### TEXTO EXTRAÍDO
--*--
El aspecto formativo de la literatura aguarda quizá todavia a que se le conceda la debida importancia, no sólo para el desarrollo del lector, sino también para el desarrollo de la persona como ser total, dado que ella brinda, entre otras cosas, la posibilidad de tomar conciencia de los propios valores frente a los expresados en la obra literaria. Por esta razón, considero que una de las metas prioritarias de la educación de hoy debería ser abrir para la literatura el mayor espacio posible en todas las aulas, desde el preescolar a la universidad. Leer literatura y conversar sobre literatura es una manera de aprender a leer y a conversar, pero es también una manera de contribuir al crecimiento intelectual, espiritual, personal, social de nuestros alumnos y de nosotros mismos.
En este sentido, es de la mayor relevancia las obras que ponemos al alcance del estudiante, lo cual nos sugiere un segundo tema de discusión que apunta a una preocupación permanente de quienes ejercemos la docencia, me refiero a la selección del material de lectura. Tal preocupación es legítima dados los problemas que de ahí se derivan, de los cuales voy a señalar dos que están, a mi juicio, entre los principales. El primero se encuentra representado por la tensión existente entre dos situaciones antagónicas: una, la necesidad de libertad de elección por parte del estudiante; otra, la obligación que sentimos, por nuestra parte, de guiarlo hacia la lectura de las grandes obras literarias. El segundo problema está representado por la selección misma de lo que llamamos grandes obras literarias y por los criterios que empleamos para hacerla.
--*--
### FILAS DE DATOS
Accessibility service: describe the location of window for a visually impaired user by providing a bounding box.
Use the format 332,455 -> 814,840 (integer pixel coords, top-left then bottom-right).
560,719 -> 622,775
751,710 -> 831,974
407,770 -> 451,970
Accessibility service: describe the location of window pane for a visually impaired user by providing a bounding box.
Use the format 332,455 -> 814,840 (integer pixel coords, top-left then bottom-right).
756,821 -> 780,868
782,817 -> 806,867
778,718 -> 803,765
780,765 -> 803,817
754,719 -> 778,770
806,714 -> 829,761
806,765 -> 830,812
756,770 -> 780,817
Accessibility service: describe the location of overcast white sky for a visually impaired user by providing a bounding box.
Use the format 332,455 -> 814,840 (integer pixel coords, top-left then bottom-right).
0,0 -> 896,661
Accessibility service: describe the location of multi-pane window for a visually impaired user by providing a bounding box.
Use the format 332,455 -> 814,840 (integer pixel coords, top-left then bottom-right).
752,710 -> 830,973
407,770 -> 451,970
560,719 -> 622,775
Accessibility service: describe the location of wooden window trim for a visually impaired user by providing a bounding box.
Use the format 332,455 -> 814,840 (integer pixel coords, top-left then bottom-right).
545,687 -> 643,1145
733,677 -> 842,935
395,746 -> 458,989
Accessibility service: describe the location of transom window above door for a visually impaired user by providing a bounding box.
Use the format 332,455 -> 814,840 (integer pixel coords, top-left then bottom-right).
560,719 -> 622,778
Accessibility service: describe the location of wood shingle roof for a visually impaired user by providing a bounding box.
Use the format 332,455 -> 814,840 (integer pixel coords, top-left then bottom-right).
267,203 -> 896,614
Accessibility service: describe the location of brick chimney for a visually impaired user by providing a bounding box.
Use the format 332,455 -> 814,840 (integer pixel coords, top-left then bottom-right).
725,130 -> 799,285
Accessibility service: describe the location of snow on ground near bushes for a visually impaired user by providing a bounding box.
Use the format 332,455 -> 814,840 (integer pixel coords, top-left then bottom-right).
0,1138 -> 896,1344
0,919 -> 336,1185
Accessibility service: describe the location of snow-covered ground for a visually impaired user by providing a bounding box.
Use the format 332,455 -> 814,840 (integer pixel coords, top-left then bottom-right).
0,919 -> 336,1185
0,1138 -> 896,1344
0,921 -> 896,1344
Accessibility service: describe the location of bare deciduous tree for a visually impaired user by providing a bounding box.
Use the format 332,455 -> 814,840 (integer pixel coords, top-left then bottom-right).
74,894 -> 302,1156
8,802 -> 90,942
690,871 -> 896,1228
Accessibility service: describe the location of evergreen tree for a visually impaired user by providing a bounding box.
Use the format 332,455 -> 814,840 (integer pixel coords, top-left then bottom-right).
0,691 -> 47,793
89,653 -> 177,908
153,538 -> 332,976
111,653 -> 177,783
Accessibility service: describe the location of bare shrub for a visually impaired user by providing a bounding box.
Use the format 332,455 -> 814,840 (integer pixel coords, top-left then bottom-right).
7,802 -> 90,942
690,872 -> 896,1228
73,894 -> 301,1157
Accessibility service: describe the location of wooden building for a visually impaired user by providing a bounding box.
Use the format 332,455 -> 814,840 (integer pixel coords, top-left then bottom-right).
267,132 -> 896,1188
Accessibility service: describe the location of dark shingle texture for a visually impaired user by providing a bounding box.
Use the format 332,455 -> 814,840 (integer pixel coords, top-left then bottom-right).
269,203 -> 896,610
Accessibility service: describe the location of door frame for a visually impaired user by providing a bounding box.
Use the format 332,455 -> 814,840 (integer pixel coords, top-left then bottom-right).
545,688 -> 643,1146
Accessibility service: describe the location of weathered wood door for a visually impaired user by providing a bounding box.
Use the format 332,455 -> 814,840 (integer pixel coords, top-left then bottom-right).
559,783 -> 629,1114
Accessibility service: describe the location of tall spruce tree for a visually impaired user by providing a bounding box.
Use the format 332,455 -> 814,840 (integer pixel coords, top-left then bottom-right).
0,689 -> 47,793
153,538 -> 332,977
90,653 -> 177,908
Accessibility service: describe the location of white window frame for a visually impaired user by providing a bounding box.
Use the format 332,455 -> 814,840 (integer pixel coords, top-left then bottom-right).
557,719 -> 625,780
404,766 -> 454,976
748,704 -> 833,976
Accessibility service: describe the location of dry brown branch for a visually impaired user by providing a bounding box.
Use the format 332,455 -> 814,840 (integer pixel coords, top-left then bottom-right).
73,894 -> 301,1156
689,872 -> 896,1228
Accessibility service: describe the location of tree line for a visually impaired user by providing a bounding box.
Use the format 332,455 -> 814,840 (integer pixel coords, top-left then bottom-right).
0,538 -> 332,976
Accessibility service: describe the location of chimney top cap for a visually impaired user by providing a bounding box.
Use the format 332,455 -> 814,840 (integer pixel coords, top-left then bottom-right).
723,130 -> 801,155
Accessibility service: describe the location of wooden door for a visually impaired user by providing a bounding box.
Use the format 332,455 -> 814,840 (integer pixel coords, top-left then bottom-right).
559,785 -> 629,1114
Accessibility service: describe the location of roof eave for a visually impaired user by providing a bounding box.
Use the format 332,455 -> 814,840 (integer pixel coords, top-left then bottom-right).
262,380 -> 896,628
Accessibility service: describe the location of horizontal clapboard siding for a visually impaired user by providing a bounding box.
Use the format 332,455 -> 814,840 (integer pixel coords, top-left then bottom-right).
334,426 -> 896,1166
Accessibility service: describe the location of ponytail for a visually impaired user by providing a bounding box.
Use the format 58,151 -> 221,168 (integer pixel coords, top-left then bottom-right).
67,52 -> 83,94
--*--
### HAZ ESTO
Según el texto sobre la literatura en la educación, ¿en qué aulas debería abrirse a la literatura el mayor espacio posible?

### SOLUCIÓN PROPUESTA
En todas las aulas, desde el preescolar hasta la universidad.